→ Given instruction 1
In the article on Google's cloud support, what is Melissa Binde's position at Google?
→ Given instruction 2
Reproduce everything in the article on Google's cloud support from "These Googlers are" down to "Engineering, or CRE.", word for word.

30-09-2016, 17:49 #9
Google Will Lend You Its Own Engineers to Keep Your Cloud Apps Running Smoothly
September 30, 2016
To critics that say Google lacks experience in selling and providing support to enterprise customers, the company says, “We’ll do you one better.”
Unlike most other companies, people who operate the global Google data center infrastructure are software engineers first and IT people second. The company’s philosophy is that software services run better if the infrastructure underneath is built and operated by those who know software.
“It turns out services run better when people who understand software also run it,” Melissa Binde, Google’s director of Site Reliability Engineering, said during a presentation at a company conference earlier this year.
These Googlers are called Site Reliability Engineers, and soon, enterprise customers of the company’s cloud services will be able to embed Googlers with similar credentials on their own infrastructure teams to ensure critical applications deployed in the Google cloud run smoothly.
Part of a bigger announcement about major changes and upgrades across Google’s entire cloud business – including the announcement of eight new cloud data center locations slated to come online next year – was a note about this unusual model for cloud customer support: Customer Reliability Engineering, or CRE.
The “Seriousness” of Google Cloud
Google, which has been slow to grow its enterprise cloud business in comparison to Amazon and Microsoft, is often criticized for not being “serious” about its cloud services. One of the criticisms was that the company didn’t really know how to work with enterprise customers, which is something other major cloud players – the likes of Microsoft, VMware, and IBM – have done for many years.

→ Information provided
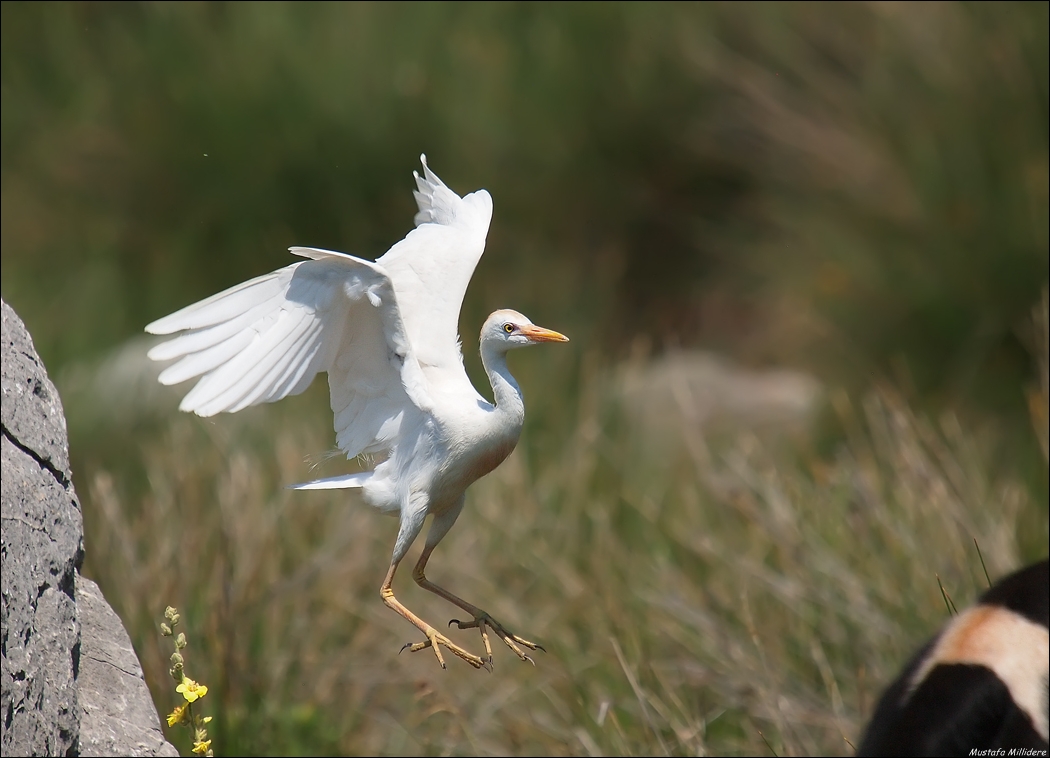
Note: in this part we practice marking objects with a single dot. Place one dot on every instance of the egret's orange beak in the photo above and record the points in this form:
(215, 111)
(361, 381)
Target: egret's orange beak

→ Task response 1
She is Google's director of Site Reliability Engineering.

→ Task response 2
These Googlers are called Site Reliability Engineers, and soon, enterprise customers of the company’s cloud services will be able to embed Googlers with similar credentials on their own infrastructure teams to ensure critical applications deployed in the Google cloud run smoothly.
Part of a bigger announcement about major changes and upgrades across Google’s entire cloud business – including the announcement of eight new cloud data center locations slated to come online next year – was a note about this unusual model for cloud customer support: Customer Reliability Engineering, or CRE.